STATED PROBLEM: Please count the lines in the following material that contain the string "below", matching case exactly, and reply with only the number.

PROVIDED DATA:
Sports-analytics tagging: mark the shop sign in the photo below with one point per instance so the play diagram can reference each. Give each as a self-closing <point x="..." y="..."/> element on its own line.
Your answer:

==

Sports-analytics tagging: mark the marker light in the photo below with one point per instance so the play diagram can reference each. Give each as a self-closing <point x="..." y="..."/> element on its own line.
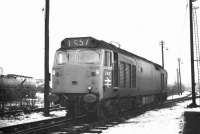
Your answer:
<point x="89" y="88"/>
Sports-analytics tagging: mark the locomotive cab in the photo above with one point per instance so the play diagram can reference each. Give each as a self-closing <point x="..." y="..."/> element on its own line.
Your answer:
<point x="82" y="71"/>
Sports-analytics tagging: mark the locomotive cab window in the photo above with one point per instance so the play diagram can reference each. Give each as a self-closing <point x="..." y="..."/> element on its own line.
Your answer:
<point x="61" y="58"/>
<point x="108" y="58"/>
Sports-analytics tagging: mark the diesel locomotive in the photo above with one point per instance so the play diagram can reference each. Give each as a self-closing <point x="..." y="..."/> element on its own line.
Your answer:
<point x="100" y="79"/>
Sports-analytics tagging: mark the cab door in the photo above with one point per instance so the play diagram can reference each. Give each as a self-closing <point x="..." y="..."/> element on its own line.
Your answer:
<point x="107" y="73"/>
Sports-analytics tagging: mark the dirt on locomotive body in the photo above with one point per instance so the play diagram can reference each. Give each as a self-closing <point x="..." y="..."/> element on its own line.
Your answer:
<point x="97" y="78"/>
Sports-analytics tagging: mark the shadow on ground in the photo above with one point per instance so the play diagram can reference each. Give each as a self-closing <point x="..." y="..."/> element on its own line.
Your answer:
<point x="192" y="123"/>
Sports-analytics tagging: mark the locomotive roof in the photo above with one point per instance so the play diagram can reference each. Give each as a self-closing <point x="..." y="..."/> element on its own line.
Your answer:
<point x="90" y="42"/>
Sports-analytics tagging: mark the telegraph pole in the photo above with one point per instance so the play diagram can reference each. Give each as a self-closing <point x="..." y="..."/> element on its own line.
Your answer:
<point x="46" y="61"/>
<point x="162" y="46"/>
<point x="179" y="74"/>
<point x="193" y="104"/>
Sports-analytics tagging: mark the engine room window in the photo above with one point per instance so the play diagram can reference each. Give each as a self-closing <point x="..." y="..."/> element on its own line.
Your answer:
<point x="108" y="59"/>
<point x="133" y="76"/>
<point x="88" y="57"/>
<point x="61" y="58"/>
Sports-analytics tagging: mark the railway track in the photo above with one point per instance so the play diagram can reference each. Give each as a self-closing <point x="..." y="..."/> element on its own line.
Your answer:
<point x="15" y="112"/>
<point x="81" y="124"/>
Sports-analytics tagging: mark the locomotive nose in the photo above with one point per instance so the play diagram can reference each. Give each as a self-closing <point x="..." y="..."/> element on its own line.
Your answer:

* * *

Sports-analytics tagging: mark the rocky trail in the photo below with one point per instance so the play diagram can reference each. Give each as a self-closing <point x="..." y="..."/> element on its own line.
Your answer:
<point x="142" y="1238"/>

THE RESULT: 3